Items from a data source
▬▬▬▬▬▬▬▬▬▬

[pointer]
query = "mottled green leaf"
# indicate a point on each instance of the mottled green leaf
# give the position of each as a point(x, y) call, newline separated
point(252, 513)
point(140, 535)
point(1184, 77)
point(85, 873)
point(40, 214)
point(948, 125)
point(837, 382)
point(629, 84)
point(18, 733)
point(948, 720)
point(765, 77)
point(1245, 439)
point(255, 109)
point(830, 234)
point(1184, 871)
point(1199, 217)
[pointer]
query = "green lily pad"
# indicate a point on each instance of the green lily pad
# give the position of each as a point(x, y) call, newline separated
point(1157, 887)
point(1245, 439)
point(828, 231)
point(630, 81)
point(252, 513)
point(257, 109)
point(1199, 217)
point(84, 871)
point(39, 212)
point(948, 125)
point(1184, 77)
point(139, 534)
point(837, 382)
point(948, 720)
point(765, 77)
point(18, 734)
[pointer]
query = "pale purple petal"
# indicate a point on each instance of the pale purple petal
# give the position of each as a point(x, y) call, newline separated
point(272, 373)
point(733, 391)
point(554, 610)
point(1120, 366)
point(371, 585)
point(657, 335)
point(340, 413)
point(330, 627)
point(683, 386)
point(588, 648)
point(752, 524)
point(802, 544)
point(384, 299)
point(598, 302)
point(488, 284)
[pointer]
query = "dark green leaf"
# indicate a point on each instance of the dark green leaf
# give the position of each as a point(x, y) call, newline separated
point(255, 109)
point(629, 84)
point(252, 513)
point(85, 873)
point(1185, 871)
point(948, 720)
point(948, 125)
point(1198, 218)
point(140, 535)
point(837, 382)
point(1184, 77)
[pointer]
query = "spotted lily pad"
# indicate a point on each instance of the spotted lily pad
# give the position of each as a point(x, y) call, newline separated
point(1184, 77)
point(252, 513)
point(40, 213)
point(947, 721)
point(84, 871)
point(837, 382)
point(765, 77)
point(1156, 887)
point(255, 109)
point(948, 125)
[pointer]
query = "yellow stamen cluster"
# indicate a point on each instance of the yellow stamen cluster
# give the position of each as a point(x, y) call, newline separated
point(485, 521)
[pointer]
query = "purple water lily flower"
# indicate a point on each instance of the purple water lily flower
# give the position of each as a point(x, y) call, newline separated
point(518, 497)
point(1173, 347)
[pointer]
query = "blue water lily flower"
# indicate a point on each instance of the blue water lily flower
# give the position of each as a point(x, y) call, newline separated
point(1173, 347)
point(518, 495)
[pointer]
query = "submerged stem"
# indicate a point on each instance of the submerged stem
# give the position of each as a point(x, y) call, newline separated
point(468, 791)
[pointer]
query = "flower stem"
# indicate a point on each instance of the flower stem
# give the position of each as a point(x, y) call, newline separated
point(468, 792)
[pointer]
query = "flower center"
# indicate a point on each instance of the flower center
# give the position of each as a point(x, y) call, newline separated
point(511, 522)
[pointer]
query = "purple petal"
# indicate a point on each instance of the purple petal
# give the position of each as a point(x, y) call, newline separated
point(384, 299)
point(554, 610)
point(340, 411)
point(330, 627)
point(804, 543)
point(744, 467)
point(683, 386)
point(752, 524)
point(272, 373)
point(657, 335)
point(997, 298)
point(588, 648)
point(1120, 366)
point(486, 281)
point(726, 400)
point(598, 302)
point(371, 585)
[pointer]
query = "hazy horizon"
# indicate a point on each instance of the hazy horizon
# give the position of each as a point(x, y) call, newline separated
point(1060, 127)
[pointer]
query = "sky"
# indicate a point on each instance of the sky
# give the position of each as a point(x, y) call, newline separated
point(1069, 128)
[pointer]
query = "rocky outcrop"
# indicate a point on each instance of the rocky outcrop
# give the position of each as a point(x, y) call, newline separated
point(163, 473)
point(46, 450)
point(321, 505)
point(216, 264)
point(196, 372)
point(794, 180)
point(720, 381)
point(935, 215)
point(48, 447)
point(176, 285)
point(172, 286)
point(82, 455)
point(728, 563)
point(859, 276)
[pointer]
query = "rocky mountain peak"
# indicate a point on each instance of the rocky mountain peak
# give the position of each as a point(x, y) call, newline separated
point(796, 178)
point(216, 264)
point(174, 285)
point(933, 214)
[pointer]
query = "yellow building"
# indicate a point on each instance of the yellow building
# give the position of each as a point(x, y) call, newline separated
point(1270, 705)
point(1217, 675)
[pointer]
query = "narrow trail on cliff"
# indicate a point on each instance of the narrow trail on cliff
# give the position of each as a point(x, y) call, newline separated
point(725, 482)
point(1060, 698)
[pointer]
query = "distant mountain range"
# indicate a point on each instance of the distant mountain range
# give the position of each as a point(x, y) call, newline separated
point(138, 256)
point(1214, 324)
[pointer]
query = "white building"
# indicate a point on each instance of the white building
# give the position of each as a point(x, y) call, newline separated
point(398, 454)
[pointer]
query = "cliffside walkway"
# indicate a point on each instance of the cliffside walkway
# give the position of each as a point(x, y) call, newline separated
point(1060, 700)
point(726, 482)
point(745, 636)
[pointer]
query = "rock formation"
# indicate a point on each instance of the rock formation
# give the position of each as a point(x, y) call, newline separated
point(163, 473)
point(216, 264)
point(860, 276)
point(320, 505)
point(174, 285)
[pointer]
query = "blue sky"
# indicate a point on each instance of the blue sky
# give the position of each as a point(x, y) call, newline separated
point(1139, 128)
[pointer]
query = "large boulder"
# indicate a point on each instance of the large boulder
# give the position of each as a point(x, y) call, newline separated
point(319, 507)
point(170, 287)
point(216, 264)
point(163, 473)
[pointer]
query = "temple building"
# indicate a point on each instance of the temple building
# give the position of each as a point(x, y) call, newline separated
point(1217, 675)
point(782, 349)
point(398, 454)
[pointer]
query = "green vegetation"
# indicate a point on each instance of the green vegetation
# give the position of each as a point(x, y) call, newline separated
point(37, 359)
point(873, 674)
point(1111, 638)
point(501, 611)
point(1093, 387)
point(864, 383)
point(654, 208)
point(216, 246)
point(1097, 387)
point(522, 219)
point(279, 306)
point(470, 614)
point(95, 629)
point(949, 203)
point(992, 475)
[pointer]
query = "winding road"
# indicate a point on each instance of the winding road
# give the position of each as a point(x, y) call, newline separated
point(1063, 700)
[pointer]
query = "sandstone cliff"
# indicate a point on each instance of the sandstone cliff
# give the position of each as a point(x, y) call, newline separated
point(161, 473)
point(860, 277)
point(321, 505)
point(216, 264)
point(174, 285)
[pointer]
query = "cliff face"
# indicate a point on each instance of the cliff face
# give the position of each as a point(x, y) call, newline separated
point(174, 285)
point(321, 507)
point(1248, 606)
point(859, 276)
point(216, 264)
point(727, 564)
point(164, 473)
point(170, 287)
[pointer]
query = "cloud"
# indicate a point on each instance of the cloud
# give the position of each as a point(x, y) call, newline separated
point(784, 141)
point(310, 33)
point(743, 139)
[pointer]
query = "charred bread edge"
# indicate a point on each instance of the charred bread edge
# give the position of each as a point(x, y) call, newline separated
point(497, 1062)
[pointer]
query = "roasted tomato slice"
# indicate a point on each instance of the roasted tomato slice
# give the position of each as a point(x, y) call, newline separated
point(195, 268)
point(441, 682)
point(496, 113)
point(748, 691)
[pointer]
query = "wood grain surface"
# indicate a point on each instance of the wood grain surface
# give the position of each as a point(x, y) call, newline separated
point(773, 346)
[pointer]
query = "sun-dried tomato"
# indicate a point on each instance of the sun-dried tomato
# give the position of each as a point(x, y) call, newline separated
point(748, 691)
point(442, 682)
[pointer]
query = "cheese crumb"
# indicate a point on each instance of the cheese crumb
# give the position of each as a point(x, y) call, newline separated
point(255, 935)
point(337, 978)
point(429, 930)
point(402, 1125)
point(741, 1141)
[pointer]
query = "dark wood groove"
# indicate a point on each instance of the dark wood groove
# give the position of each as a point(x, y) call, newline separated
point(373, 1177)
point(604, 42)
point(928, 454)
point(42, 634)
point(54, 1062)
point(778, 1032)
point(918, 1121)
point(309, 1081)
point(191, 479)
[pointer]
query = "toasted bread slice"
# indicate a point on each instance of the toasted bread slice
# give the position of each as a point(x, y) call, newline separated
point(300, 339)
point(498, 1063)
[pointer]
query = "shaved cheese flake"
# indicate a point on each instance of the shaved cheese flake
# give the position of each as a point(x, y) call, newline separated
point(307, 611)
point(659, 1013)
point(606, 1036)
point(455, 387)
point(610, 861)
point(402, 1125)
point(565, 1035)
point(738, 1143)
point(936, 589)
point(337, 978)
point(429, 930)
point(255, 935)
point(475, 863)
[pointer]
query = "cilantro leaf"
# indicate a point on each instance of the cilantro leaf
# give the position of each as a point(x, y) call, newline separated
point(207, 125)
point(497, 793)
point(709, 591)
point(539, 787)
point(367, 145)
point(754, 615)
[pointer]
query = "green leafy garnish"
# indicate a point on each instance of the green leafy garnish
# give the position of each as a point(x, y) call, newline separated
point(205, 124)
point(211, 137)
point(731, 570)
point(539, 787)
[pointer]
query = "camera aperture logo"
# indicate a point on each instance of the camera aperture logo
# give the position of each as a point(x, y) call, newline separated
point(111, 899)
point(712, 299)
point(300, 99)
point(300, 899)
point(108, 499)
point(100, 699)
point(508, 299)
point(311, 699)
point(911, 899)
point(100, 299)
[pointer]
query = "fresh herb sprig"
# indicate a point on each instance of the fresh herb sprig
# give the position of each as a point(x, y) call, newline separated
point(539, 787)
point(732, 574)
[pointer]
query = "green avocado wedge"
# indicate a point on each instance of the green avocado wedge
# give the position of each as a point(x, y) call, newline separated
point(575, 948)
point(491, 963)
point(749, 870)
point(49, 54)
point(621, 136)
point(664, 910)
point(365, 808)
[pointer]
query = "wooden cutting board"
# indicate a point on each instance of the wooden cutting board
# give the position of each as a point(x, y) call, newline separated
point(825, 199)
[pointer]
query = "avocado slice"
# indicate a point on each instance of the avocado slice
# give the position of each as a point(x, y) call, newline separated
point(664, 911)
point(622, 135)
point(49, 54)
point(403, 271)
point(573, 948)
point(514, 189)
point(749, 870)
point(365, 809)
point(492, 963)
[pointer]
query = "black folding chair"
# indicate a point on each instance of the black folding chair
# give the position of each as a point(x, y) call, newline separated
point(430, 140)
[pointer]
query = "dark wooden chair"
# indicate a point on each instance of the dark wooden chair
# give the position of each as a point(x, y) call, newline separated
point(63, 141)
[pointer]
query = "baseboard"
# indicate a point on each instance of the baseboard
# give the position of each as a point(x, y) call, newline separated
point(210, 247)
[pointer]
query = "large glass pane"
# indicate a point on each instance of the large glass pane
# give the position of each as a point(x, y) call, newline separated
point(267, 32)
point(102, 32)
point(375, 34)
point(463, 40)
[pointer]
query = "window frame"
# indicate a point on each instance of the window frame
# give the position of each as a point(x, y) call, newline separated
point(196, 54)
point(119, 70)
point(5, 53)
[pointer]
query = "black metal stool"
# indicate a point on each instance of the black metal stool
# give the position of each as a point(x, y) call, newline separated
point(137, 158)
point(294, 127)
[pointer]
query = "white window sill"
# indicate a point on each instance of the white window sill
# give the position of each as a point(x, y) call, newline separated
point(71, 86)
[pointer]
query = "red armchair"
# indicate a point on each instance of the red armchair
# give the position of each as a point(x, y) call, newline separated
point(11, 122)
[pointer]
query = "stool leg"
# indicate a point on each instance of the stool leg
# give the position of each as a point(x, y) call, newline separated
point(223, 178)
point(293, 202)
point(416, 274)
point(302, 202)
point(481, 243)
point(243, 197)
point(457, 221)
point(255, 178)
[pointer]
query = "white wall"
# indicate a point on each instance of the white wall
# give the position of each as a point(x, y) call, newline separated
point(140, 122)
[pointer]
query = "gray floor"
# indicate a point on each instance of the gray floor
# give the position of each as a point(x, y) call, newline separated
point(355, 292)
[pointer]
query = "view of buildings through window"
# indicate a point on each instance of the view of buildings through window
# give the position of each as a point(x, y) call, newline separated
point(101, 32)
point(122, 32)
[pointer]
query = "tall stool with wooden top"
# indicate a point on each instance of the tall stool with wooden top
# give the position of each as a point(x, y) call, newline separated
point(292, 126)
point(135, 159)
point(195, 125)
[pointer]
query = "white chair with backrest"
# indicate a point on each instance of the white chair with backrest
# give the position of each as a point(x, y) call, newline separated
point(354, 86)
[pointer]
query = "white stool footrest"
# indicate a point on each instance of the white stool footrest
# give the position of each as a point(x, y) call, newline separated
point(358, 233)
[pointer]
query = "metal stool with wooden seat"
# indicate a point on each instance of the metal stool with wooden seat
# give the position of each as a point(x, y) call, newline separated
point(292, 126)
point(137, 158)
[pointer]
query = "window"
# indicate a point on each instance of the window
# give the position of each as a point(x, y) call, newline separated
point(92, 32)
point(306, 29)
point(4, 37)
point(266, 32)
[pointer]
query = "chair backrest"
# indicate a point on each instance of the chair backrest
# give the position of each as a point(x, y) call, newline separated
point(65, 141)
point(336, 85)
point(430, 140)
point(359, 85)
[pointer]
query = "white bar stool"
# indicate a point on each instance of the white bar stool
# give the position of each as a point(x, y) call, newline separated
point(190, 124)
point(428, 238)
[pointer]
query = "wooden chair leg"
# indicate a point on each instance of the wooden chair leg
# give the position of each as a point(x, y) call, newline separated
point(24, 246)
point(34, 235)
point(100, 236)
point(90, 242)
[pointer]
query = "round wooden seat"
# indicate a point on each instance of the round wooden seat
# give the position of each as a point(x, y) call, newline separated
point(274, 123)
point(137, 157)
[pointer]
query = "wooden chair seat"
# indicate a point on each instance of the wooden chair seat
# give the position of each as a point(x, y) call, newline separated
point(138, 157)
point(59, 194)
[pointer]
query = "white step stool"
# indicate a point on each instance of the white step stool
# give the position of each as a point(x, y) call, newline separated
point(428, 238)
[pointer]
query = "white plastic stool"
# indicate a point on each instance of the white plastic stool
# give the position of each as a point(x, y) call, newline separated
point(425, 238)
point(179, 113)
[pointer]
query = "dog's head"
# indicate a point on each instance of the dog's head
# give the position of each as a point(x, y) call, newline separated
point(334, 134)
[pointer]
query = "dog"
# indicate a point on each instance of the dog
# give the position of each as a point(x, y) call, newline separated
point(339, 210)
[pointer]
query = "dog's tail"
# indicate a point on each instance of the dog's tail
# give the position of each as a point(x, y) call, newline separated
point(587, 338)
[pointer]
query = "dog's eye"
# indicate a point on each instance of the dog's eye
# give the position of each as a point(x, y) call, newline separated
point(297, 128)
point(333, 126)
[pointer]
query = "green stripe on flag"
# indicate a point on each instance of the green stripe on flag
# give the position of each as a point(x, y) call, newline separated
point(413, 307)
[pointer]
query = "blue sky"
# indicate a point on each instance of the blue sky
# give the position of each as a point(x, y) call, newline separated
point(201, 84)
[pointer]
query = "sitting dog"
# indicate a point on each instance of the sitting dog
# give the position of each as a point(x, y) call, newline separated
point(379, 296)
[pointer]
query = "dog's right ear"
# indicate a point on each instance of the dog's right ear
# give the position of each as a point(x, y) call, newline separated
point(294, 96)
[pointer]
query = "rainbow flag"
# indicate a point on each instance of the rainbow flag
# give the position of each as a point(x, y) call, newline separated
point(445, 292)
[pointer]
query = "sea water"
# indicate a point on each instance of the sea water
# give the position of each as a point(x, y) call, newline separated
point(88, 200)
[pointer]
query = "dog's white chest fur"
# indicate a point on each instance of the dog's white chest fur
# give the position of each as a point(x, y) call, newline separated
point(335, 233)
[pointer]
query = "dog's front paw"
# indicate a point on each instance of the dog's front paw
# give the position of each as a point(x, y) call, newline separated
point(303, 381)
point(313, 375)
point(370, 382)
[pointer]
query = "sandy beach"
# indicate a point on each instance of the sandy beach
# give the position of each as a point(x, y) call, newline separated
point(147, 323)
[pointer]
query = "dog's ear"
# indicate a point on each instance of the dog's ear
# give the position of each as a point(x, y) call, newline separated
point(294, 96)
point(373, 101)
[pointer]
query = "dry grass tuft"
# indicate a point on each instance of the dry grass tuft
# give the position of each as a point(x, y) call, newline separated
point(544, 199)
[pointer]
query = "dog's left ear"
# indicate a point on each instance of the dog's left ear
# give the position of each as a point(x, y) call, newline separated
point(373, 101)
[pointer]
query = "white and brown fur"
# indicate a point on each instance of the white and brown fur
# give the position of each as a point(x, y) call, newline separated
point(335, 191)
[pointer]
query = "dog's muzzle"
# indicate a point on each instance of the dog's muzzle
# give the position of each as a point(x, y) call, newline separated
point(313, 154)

▬▬▬▬▬▬▬▬▬▬

§ WHAT NEEDS TO BE DONE
Above are the entries. Quote exactly the lines from the one bearing "# indicate a point on each instance of the baseboard" through the one bearing "# indicate a point on each instance of the large glass".

§ EXERCISE RESPONSE
# indicate a point on each instance of the baseboard
# give the position of each as a point(x, y) call, newline separated
point(210, 247)
[pointer]
query = "large glass pane"
# indicate a point on each instance of the large glass pane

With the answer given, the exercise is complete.